• [YOUR GOAL]
Write out all of the entries that follow, word for word, but skip the pictures.

# START OF ENTRIES

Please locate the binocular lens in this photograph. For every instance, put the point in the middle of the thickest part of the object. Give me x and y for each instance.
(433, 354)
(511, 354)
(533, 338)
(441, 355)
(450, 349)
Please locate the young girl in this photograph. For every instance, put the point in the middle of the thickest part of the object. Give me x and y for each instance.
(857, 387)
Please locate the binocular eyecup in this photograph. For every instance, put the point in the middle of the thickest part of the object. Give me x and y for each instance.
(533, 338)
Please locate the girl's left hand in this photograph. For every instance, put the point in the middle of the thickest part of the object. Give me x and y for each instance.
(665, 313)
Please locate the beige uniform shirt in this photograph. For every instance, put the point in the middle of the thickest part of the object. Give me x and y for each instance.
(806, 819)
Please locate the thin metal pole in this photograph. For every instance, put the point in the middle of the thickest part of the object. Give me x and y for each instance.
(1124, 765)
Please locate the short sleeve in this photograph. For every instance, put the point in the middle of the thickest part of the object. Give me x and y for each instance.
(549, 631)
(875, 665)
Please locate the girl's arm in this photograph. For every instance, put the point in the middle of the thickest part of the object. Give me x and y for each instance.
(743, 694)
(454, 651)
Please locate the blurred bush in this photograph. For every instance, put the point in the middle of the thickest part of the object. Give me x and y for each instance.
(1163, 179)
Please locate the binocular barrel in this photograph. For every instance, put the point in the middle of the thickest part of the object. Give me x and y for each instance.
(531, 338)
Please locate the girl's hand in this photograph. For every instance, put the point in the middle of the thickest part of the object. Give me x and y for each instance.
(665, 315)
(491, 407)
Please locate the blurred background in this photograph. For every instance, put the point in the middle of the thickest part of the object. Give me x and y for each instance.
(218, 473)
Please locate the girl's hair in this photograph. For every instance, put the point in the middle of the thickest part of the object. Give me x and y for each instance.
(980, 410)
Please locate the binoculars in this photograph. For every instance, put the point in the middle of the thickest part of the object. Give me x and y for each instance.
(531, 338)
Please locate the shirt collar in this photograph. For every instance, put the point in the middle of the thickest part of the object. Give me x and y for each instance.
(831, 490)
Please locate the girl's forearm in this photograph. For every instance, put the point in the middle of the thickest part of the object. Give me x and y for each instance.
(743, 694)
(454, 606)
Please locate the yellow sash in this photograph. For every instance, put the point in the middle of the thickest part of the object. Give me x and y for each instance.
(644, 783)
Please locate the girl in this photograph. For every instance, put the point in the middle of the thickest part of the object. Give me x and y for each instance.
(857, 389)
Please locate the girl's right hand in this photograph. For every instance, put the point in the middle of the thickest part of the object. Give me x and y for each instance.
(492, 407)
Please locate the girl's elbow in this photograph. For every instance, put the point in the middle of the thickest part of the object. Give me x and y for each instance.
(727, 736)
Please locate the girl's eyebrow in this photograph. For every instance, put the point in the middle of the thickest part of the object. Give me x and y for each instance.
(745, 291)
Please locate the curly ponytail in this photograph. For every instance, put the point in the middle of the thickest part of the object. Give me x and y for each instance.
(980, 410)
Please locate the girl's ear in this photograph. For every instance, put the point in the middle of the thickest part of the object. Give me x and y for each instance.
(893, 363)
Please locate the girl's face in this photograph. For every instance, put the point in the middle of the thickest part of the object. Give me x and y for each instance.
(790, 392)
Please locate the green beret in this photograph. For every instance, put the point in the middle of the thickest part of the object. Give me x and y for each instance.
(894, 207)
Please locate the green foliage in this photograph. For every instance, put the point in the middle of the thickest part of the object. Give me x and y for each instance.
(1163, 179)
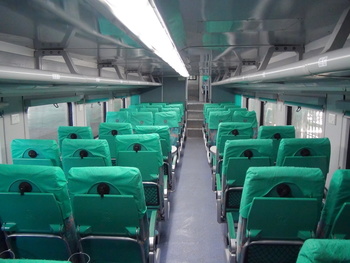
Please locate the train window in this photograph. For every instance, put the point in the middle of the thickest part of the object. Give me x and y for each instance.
(308, 123)
(44, 120)
(270, 114)
(94, 116)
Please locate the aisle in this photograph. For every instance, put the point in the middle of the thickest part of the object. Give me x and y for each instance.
(192, 233)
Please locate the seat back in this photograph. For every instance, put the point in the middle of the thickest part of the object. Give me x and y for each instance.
(277, 133)
(306, 152)
(216, 118)
(108, 131)
(117, 116)
(85, 153)
(246, 116)
(25, 192)
(280, 208)
(334, 218)
(232, 131)
(324, 250)
(239, 156)
(140, 118)
(37, 152)
(113, 198)
(73, 132)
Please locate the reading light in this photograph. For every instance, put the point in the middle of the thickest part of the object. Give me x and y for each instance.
(143, 19)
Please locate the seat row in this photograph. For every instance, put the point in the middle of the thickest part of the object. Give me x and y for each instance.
(99, 215)
(281, 207)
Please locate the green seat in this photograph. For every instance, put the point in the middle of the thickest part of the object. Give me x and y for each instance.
(111, 215)
(239, 156)
(335, 215)
(117, 116)
(108, 131)
(279, 210)
(324, 251)
(144, 152)
(306, 152)
(84, 153)
(246, 116)
(216, 118)
(164, 136)
(277, 133)
(73, 132)
(37, 152)
(36, 213)
(140, 118)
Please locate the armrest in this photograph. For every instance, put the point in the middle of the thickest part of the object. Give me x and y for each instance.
(153, 233)
(231, 235)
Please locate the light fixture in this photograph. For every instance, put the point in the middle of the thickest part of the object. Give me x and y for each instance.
(143, 19)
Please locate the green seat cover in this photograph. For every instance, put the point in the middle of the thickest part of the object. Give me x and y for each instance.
(277, 133)
(338, 195)
(109, 131)
(232, 131)
(117, 116)
(262, 181)
(36, 213)
(121, 180)
(164, 135)
(140, 118)
(83, 153)
(74, 132)
(46, 152)
(305, 152)
(325, 251)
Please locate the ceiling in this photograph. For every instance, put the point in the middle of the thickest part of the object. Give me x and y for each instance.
(225, 39)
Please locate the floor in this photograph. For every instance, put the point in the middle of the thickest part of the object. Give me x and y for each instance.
(192, 233)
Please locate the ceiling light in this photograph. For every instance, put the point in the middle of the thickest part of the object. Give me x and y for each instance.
(143, 19)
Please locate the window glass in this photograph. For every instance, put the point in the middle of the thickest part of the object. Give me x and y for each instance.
(94, 116)
(270, 114)
(43, 121)
(308, 123)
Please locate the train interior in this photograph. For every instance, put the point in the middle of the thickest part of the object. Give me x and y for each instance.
(232, 145)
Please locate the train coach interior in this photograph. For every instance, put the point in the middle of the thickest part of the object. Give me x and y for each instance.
(228, 143)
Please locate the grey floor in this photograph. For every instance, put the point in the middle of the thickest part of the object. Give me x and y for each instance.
(192, 233)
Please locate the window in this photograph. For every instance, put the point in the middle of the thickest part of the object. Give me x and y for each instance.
(308, 123)
(94, 116)
(43, 121)
(270, 114)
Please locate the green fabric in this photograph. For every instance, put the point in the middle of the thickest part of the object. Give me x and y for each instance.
(122, 181)
(162, 131)
(338, 194)
(95, 148)
(44, 179)
(46, 149)
(292, 147)
(122, 128)
(262, 181)
(268, 132)
(225, 129)
(82, 132)
(325, 251)
(140, 118)
(117, 116)
(169, 119)
(148, 142)
(217, 117)
(245, 116)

# END OF ENTRIES

• [RIGHT ANSWER]
Please locate the binocular lens in this photograph. For every instance, put the point in the middle of the thickest part of the object. Give me x and y for each instance.
(433, 354)
(511, 354)
(533, 338)
(441, 355)
(450, 349)
Please locate the young girl in this photograph. For every instance, put the point in the middle of the thickest part of the object. Give me x and y for each instance.
(857, 387)
Please locate the binocular eyecup in this photograph. For every instance, put the point in the middle of the thickest part of the object. Give me x and y for each instance.
(533, 338)
Please locate the girl's left hand in this photograph. For every instance, put the point in the middle of the thickest part of the object. Give me x and y for each instance.
(665, 313)
Please locate the beige uniform shirt in this photograph. For every instance, put the point in the middle of the thickest part of the object. Give me x and y for each instance.
(806, 819)
Please locate the thin metal pole in this photograph. For every instance, put the point in the middle of the thickest part of the object. Give me x and y for each instance.
(1124, 765)
Please locate the short sleeve in this photograph. For every instance, put the point in the middle of the thickest part of the object. Give me x and y for each instance.
(549, 631)
(875, 665)
Please locate the girl's arm in this photograph. For every instance, put the point in the middle of the thickest part of the object. Give me x and y for each instance.
(743, 694)
(454, 651)
Please locate the blurred bush in this photograph. For every instance, put the point in the middle of the thickest part of the object. Give me x and y for each instance.
(1163, 179)
Please locate the binocular barrel in this photograph. For every instance, put the point in the middle of the thickest part of the object. Give me x and y for each instance.
(531, 338)
Please locate the girl's hand in this photograph. For every instance, put the point in the middle of the thickest part of the object. Give me x and y for each instance.
(665, 315)
(491, 407)
Please locate the blurred background in this photograph. For every instance, put the point in the middle of the thickest part of the object. Give me x and y for each instance.
(218, 473)
Please locate the girl's hair in this photograph. For every instance, put the point in the middle of the thickest part of the object. Give me x and y for each instance.
(980, 410)
Please locate the binoculars in this photograph. For every instance, put the point in the middle of the thickest part of the object. Give me x and y for each instance.
(531, 338)
Please locate the shirt collar in this photograph. For every instance, put the point in the middle of the thickest part of the object. Give me x and y for each instance.
(831, 490)
Please locate the girl's forearm in this photograph. For every instance, put the point in the middle of the thickest part of the object. Give me x and y for each instance.
(743, 694)
(454, 606)
Please locate the yellow sash in this photograph. For every instance, put the point in the middle of the thickest part of the object. Give me x and y for each instance.
(644, 783)
Please locate the girl in this photograph. For every instance, put the point in the middle of the thickest part of the object. Give me x and y for each instance.
(857, 389)
Please locate the girl's right hand in this photograph. For every instance, put the point in the middle of the thickest part of the object. Give me x and y for each instance.
(492, 407)
Please locate the girl's elbow in this photograph. For every instance, put the point in the middle of the thickest part of the object. Give me x and y for each instance.
(727, 736)
Please locate the girl's eyebrow in this photograph. For every instance, put the point in the middle of the thickest part of the object. Give me x and y for each instance.
(745, 291)
Please locate the curly ponytail in this photograph. For every instance, put the point in the middle of the thickest part of the object. Give me x and y for each instance.
(980, 410)
Please locate the girl's ear in this photograph. For every instance, put the point in the middle of the thickest part of the object. Give me x and y for each instance.
(893, 363)
Please locate the girl's face in this photograph. For every instance, put the point in the middle of the thickest part of the object. Give me x and y for each instance.
(790, 392)
Please locate the green beret in this photograph. For every instance, put the point in the middle of the thickest part of the object. Give me x and y for each instance.
(894, 207)
Please locate the green foliage in this photograph. For every instance, put the point in the middle of the thickest part of the object. Give me x and y for each instance.
(1163, 179)
Please locate the train window in this photograph. For every instance, put the point in the middle of the thickest part of the object. Give me x and y for each instance.
(308, 123)
(44, 120)
(270, 114)
(94, 116)
Please locate the aisle in this photograph. For every instance, put the point in the middle of the thickest part of the object. Give me x and y for each instance.
(192, 233)
Please locate the seat back in this photograph. For every instance, put the point in the middle of the thickest part of the object. Give me x and y for each instance.
(277, 133)
(306, 152)
(216, 118)
(108, 131)
(117, 116)
(85, 153)
(246, 116)
(25, 192)
(280, 208)
(334, 218)
(232, 131)
(324, 250)
(239, 156)
(140, 118)
(37, 152)
(113, 198)
(73, 132)
Please locate the reading light in this photograph. For every instance, put the point in the middle of the thickest part of the object. Give me x and y for each instance.
(143, 19)
Please locate the seat row in this photograph. For every instance, put the point in the middle of the thickest part of the object. Give me x and y for each instance.
(99, 215)
(281, 207)
Please locate the green seat in this photograph. For every instance, put the point in the middle of the thickest part of the object. Give me x and y for each instance.
(111, 215)
(239, 156)
(335, 215)
(117, 116)
(108, 131)
(279, 210)
(324, 251)
(144, 152)
(306, 152)
(84, 153)
(246, 116)
(216, 118)
(164, 136)
(277, 133)
(73, 132)
(37, 152)
(36, 213)
(140, 118)
Please locate the armrest in this photograph. For every instance, put the point in the middle of the thickest part of the object. Give me x and y for each instance.
(153, 233)
(231, 235)
Please locate the light fixture in this photograph. For every instance, put the point in the middle of the thickest part of the object. Give me x and y for each instance.
(143, 19)
Please locate the green seat cover in this photograph. For every instance, put the point in the middle of the thickest part of the object. Give me x and y for each instance.
(277, 133)
(338, 195)
(109, 131)
(232, 131)
(117, 116)
(262, 181)
(36, 213)
(121, 180)
(164, 135)
(140, 118)
(83, 153)
(74, 132)
(46, 152)
(305, 152)
(325, 251)
Please locate the ceiling in this photograph. For every instance, put the point in the middle of the thickest part of the object. Give me x and y for each instance.
(225, 39)
Please locate the floor in this photograph. For every instance, put the point in the middle of the thickest part of the object. Give me x and y for each instance.
(192, 233)
Please locate the ceiling light in this photograph. For every instance, put the point in the middle of the thickest part of the object. Give me x and y for each instance.
(143, 19)
Please locate the window glass in this photograph. For every instance, put the point in the middle of the thickest part of the object. Give me x and y for each instance.
(94, 116)
(270, 114)
(43, 121)
(308, 123)
Please locate the train interior in this photograph. For every instance, put the point in the middle of the thickest part of the object. Give me x and y for each instance.
(232, 145)
Please locate the train coach interior in this photograph. For every instance, put the point in the middle of the thickest part of the object. Give me x and y for each instance.
(228, 143)
Please locate the grey floor in this photograph. For every instance, put the point in the middle of the thickest part of the object. Give me x and y for each instance.
(192, 233)
Please locate the window in this photograph. For every instance, put the point in the middle of the thickest part of the object. Give me x and y for each instance.
(308, 123)
(94, 116)
(43, 121)
(270, 114)
Please locate the green fabric in this photograph. For every instance, put the point in the middle of the thickest part of the object. Give me x and y for each instance.
(122, 181)
(162, 131)
(338, 194)
(95, 148)
(44, 179)
(46, 149)
(292, 147)
(122, 128)
(262, 181)
(268, 132)
(225, 129)
(82, 132)
(325, 251)
(140, 118)
(117, 116)
(169, 119)
(148, 142)
(217, 117)
(245, 116)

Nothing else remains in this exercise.